# Exercise text
****

Graduate student Joshua Pajak, working in the lab of Gaurav Arya at Duke University, decided to see if molecular dynamics computer simulations of the ATPase of ϕ28 could offer clues as to how the dwell and burst phases happen. In collaboration with the Morais group and colleagues at the University of Massachusetts Medical School and the University of Minnesota, he simulated the system using the Anton 2 supercomputer hosted at PSC, as well as supercomputers in the NSF’s XSEDE network of advanced research computing centers, in which PSC is a leading member.

 

How PSC Helped

The simulations would require a lot of computing power, at two different scales of complexity. Using cryo-electron microscopy lab experiments, the group showed that the five copies of the ATPase in ϕ28 arrange themselves in a ring on the outside of the portal that opens into the capsid’s interior. The ring surrounds the double-helix DNA strand that needs to be pushed through the portal.

Somehow these five proteins had to coordinate, like a tug-of-war team. Pajak hoped the simulations would reveal how. But recreating the individual ATPases in the computer would require lots of processing power. This power came from the San Diego Supercomputer Center’s Comet system, which is a part of XSEDE. The time delay of the dwell phase, though, suggested that the five-ATPase complex would store the ATP-derived energy in a coordinated way that wouldn’t be visible when simulating only one copy. The huge scale of this second simulation would involve hundreds of thousands of atoms on a timescale of multiple microseconds. That task lies beyond the abilities of general-purpose supercomputers.

Anton 2, designed and made available without cost by DESRES and hosted at PSC thanks to operational funding from the National Institutes of Health, offered a unique, specialized ability to carry out such a massive molecular dynamics simulation. The system allowed the scientists to simulate five ATPase copies and their association with the capsid portal and the DNA strands for several microseconds.

****

# Given information
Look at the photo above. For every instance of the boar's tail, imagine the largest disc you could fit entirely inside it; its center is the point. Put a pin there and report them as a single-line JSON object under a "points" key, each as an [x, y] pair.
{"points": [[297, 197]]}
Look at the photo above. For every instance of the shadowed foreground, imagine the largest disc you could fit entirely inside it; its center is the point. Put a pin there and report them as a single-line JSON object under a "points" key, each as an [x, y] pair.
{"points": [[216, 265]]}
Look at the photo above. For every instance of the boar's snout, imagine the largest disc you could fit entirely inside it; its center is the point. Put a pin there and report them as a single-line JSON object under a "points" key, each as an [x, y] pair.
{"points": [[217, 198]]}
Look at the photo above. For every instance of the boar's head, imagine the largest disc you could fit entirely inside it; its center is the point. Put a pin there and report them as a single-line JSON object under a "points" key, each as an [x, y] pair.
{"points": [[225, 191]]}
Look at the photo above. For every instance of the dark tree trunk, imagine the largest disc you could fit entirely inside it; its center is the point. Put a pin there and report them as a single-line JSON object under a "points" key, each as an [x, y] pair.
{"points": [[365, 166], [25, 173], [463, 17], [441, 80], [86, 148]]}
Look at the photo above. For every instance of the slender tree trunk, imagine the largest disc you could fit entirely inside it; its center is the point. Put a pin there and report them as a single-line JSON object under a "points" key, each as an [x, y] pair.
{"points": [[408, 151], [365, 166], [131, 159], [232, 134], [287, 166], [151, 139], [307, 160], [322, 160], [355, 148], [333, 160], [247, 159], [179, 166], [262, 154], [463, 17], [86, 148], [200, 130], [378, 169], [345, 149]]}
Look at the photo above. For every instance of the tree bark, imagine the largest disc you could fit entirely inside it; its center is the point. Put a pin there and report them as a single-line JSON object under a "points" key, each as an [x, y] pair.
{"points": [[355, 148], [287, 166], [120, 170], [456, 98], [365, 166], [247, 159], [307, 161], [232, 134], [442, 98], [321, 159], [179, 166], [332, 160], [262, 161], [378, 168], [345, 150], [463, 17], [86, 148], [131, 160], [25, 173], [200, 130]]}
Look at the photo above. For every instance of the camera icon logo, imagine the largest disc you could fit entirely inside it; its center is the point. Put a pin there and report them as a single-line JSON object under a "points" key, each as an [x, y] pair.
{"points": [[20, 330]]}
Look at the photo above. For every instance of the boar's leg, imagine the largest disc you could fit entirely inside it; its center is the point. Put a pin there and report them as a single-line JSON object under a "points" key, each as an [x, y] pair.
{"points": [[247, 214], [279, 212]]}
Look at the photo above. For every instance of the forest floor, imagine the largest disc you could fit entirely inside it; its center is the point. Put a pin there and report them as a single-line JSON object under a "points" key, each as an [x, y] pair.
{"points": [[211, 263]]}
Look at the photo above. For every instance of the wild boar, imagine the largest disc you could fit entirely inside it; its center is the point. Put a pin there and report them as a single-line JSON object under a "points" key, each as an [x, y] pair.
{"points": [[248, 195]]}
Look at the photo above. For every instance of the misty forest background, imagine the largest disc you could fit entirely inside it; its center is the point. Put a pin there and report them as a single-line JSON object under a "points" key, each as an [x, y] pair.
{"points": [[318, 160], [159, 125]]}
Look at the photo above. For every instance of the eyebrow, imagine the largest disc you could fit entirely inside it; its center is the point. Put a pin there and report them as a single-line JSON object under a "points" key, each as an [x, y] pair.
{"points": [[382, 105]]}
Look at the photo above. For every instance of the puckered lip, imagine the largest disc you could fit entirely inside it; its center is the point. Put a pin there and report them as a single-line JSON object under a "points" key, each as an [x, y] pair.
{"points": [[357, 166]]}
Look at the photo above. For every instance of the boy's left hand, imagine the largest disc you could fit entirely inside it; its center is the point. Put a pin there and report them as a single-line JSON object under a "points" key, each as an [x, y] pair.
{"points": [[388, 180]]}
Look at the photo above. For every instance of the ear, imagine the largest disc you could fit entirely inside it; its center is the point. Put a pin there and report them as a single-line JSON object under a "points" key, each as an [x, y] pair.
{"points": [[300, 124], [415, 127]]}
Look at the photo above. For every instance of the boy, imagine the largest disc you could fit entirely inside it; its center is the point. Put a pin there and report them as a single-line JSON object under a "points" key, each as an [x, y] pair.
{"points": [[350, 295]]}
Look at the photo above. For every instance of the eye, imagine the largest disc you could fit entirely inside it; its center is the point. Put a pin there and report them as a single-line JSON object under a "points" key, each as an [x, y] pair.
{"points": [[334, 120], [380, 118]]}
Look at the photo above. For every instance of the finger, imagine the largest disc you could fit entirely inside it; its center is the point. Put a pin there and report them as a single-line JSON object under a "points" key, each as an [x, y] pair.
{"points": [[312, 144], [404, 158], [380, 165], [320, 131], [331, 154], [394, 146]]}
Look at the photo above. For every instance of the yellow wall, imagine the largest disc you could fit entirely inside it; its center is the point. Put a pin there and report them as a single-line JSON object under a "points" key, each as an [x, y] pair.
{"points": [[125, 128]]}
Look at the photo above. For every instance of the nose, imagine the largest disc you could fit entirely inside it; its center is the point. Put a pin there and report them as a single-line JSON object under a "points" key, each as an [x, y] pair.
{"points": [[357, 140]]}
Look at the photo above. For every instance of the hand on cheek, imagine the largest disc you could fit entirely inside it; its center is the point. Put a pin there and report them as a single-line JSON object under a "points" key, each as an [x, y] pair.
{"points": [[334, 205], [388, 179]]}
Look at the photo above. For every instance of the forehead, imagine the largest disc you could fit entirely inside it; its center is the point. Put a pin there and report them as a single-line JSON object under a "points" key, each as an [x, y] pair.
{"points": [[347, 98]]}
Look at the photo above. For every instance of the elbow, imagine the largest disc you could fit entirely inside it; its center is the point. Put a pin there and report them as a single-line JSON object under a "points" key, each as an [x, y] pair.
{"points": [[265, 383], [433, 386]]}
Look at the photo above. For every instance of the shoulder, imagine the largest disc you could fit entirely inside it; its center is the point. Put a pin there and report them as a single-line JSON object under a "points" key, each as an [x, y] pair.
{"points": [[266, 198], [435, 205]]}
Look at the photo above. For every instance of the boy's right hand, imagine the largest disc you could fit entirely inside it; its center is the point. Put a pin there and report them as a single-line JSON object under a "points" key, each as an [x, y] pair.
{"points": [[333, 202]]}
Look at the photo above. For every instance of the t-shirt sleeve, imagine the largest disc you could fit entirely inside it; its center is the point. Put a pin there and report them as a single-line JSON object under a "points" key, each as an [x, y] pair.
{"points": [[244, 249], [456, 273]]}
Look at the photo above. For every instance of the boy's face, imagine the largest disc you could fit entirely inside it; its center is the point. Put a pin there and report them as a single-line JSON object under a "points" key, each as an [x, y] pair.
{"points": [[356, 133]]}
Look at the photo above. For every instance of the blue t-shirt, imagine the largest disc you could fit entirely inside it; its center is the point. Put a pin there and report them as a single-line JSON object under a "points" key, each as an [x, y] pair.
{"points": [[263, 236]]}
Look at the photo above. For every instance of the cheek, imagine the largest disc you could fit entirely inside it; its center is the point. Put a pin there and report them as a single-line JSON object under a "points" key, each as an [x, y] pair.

****

# Using the information
[a] According to the ϕ28 simulation passage, which system supplied the processing power for simulating the individual ATPases?
[b] Translate this sentence from the ϕ28 simulation passage into Spanish: "The ring surrounds the double-helix DNA strand that needs to be pushed through the portal."
[c] Write a continuation of the ϕ28 simulation passage that picks up after its final sentence.
The listing is separate material and has no connection to the ϕ28 simulation passage.

# Responses
[a] The San Diego Supercomputer Center's Comet system, which is part of XSEDE.

[b] El anillo rodea la hebra de ADN de doble hélice que debe ser empujada a través del portal.

[c]
“For this system, we needed to consider the five ATPase subunits, DNA, and all the water that surrounds them. The end result was a massive system, almost impossible to simulate using standard computational resources. Anton 2 allowed us to reach the microsecond timescale, where most of the interesting bio-molecular motions happen. We’d never have been able to simulate this system over several microseconds without Anton 2.”—Joshua Pajak, Duke University

At the scale of individual ATPase proteins, the Comet simulations showed how releasing the spent ADP molecules transfers energy to the ATPase’s structure, by opening a hinge in the protein. The Anton 2 simulations showed how opening these hinges makes the five ATPases expand away from the portal, one by one. While their ends attached to the portal remain in place, their opposite ends extend into a spiral—a helix—that coordinates the energy storage and grabs hold of the DNA. The extended formation also sets the protein up for the burst phase, collapsing the helix in a single, synchronized shove that pushes the DNA through the portal. The collaborators reported their findings in a series of 2021 papers in the journals Nucleic Acids Research; the Proceedings of the National Academy of Sciences, USA; and Science Advances.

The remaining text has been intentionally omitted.